Who’s Sleeping In Your House Tonight? The Santa Fe Board Of County Commissioners Wants To Know

STR Fellowship of Santa Fe County

Editor’s note: This column is an opinion piece and all references to “the county” are to Santa Fe County. Please note that Los Alamos County Council has been discussing a short-term rental ordinance and has sought the opinions of the community in a public meeting.

Did you know: Santa Fe County officials now have the power to tell you what you can and can’t do in your home, casita, or extra bedroom?
 It’s called a Short-Term Rental Ordinance. Even if you never considered short-term renting, you need to pay attention. This intrusive and illegal law is a threat to every property owner in Santa Fe County.

The County cannot produce a single complaint involving a short-term rental? 
The Santa Fe Board of County Commissioners actually admitted in public hearings held from September 2022 to March 2023 that they “have no data” to support their assertions that short term rentals cause special problems or will turn Santa Fe County into a “transient community.”

The County paid an out-of-state company more than $162,000 to find” evidence justifying their illegal new law? 
The company, Host Compliance, also billed Santa Fe County taxpayers thousands of dollars for services they never actually delivered – including a hotline, an online permitting portal and “enforcement monitoring” – two years before the County even passed the ordinance! 

Short-term rentals are not businesses? The New Mexico State Appellate Court ruled: “Renting a dwelling to people who use it for the purpose of eating, sleeping and other residential purposes does not violate the prohibition on commercial business activity as such terms are commonly understood.” Yet the process for obtaining a short-term rental license is exactly the same as the process for getting a permit to run a home-based shop or art gallery.

■ Stored rows

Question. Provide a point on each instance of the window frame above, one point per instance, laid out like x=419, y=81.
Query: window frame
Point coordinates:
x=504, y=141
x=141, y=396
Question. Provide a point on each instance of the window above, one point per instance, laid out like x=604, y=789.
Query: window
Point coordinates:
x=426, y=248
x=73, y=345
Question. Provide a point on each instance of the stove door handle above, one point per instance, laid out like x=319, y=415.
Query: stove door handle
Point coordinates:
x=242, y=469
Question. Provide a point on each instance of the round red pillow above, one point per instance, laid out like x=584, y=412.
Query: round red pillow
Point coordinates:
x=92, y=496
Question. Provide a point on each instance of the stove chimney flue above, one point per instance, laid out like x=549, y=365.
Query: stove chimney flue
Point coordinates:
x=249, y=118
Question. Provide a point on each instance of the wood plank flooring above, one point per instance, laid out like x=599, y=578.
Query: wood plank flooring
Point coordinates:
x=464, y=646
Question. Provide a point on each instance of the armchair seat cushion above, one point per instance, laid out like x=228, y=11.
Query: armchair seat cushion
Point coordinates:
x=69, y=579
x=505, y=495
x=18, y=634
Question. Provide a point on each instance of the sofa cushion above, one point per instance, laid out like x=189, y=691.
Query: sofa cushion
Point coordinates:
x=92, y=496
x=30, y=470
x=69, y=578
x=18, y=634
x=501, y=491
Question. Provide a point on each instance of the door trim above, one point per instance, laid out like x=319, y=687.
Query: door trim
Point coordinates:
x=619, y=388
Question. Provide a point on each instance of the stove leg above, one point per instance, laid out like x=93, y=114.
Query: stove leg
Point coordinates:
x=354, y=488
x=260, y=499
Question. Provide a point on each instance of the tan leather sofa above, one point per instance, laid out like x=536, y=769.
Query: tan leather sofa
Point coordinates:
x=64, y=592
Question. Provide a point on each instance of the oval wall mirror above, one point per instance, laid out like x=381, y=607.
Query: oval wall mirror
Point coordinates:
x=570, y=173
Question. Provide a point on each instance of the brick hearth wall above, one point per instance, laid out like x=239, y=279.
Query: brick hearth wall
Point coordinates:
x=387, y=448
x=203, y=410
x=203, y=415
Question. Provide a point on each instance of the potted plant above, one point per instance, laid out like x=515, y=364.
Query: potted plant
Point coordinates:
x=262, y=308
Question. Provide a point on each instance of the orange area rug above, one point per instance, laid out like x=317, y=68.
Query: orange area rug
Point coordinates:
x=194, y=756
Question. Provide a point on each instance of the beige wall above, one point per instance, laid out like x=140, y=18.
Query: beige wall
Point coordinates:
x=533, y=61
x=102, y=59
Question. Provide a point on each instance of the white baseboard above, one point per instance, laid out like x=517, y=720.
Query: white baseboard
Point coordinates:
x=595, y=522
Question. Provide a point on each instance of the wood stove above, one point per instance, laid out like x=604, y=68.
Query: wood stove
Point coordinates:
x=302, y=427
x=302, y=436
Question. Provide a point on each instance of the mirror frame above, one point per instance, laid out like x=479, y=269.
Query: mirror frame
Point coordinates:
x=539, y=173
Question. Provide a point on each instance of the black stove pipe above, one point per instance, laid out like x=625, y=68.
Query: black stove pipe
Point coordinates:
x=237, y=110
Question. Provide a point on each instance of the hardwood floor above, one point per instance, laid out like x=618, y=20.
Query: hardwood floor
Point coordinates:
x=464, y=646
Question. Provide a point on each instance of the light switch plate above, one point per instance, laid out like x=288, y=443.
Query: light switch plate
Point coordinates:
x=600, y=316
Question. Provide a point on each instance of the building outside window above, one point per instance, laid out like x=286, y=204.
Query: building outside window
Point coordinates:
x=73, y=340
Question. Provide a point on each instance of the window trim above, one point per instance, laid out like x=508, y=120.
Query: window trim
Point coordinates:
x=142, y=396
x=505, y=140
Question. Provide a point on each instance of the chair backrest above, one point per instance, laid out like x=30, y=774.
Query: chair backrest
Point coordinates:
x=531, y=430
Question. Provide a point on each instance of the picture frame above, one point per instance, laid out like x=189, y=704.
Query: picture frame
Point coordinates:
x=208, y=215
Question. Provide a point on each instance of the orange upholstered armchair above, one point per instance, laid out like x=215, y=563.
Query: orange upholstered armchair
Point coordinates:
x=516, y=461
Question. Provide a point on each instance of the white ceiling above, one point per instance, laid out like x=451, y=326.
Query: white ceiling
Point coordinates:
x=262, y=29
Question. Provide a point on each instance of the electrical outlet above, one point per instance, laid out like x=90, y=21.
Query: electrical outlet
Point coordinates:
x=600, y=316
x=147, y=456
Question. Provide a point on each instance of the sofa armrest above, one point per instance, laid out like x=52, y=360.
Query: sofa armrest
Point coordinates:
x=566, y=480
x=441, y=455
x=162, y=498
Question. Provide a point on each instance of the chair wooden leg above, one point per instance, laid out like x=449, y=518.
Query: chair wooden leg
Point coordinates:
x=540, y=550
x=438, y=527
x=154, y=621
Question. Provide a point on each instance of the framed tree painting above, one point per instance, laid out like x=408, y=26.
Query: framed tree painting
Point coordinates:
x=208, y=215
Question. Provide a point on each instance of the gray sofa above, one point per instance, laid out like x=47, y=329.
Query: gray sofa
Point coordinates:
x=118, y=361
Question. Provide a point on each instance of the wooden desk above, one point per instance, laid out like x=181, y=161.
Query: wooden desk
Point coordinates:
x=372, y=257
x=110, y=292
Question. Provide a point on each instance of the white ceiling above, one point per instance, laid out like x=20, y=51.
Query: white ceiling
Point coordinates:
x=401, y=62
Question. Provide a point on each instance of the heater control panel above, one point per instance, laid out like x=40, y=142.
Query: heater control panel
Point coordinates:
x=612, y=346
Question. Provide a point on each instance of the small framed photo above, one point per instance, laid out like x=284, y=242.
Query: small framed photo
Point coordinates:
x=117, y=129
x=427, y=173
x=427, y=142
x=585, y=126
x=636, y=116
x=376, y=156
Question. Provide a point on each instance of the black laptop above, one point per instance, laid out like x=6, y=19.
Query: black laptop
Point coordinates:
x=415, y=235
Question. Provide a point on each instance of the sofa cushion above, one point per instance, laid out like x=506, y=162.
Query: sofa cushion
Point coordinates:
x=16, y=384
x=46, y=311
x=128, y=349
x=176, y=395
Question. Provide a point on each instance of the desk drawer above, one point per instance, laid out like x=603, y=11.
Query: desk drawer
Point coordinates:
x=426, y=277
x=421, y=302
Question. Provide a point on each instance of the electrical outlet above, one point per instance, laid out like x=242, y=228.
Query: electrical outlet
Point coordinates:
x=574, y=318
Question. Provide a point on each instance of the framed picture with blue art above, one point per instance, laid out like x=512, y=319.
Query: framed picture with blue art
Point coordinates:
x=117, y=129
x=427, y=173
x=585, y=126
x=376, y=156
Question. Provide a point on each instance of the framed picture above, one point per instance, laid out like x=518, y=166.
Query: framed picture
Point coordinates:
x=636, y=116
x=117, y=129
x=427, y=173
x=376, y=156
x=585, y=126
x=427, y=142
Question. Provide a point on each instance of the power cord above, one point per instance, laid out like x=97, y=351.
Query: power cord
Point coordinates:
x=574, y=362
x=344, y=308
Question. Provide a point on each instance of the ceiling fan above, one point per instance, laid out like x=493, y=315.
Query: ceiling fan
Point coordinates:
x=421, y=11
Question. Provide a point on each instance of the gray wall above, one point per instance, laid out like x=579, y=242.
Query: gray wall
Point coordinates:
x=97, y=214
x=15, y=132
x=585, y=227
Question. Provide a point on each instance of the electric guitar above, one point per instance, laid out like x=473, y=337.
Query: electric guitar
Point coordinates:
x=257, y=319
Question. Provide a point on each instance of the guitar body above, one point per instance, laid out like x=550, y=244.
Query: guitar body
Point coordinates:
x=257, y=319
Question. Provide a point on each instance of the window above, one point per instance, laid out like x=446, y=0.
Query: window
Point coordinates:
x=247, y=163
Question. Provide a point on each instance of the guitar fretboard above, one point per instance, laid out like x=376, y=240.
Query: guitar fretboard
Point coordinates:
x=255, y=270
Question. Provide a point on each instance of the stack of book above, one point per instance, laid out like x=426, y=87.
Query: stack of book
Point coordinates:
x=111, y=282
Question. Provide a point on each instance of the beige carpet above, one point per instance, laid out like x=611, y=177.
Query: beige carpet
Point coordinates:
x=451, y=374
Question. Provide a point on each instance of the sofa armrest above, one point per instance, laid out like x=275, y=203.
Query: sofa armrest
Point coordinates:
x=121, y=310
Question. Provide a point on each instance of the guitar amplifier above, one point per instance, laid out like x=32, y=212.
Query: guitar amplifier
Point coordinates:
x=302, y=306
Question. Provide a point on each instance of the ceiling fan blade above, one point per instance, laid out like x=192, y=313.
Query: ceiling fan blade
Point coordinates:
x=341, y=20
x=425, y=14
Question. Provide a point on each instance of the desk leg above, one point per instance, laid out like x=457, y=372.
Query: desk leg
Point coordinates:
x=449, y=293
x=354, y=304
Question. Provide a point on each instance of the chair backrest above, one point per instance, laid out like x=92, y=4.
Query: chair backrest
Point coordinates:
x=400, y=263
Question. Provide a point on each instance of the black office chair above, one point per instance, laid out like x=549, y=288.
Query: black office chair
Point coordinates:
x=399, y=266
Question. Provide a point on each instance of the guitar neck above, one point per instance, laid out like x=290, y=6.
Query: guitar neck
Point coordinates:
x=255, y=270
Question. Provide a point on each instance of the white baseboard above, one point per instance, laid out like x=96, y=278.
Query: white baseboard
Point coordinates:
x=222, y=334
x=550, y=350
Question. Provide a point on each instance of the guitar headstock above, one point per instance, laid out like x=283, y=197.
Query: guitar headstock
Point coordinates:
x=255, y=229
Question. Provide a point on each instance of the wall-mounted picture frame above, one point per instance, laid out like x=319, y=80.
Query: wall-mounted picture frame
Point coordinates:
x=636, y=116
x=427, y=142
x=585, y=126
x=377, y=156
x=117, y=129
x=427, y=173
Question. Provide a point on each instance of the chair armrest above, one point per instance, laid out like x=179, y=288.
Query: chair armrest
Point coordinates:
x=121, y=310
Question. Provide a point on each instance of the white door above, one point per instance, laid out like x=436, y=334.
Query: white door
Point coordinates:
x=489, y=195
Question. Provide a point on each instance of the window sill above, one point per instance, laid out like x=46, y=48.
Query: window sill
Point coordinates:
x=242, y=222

■ Set tasks
1. Rewrite the opinion piece on Santa Fe County's short-term rental ordinance starting with "Who’s Sleeping In" and going on through "or extra bedroom?", putting "guest house" in place of "casita".
2. Carry the opinion piece on Santa Fe County's short-term rental ordinance forward from the point where it stops.

■ Answers to the problems
1.
Who’s Sleeping In Your House Tonight? The Santa Fe Board Of County Commissioners Wants To Know

STR Fellowship of Santa Fe County

Editor’s note: This column is an opinion piece and all references to “the county” are to Santa Fe County. Please note that Los Alamos County Council has been discussing a short-term rental ordinance and has sought the opinions of the community in a public meeting.

Did you know: Santa Fe County officials now have the power to tell you what you can and can’t do in your home, guest house, or extra bedroom?

2.
County Land Use officials can impose new zoning rules retroactively – and force you to make costly changes to your property, even if it was built decades ago? 

The Sustainable Land Development Code (SLDC) passed in 2016, but County Land Use officials are using their poor recordkeeping as an excuse to impose this draconian zoning law retroactively. Homeowners have been told they have to pour concrete down bathroom drains, rebuild septic systems and eliminate driveways – even if their property was built long before 2016. 

Zoning laws like the SLDC do not protect public safety? 
The Board of County Commissioners has said multiple times that the SLDC is designed to “protect public safety.” But they are WRONG. The SLDC is a zoning law that governs what you can and can’t do with your property. It has absolutely nothing to do with ensuring a home is safe to occupy. 

The affordable housing problem is not caused by short-term rentals? Actually, the problem is caused by the SLDC and other restrictive zoning laws that limit “density,” which is government-speak for “more places to live.” As a recent article by a leading housing economist put it: “Leaders need to stop picking on short-term rentals and solve the real problem: lack of permits for more rental apartments. Let more rental housing be built and rents will go down.” (“Housing Scapegoat: Short term Rentals Aren’t the Problem,” Forbes, October 6, 2022) 

There are only about 350 short-term rentals in all 1,900 square miles of Santa Fe County?
The unincorporated area of our County is larger than the state of Rhode Island and has more than 32,400 homes. Less than 1% are short-term rentals, yet the County has spent hundreds of thousands of dollars to regulate this tiny fraction of homeowners. 

Platforms like Airbnb already collect taxes on short-term rentals – and send them to the City of Santa Fe instead of the County? 
Millions of dollars in Gross Receipts Taxes have been going into the City’s coffers for years, instead of staying in Santa Fe County to pay for much-needed services like trash/recycling transfer stations and road repairs. County officials did nothing to get that money back.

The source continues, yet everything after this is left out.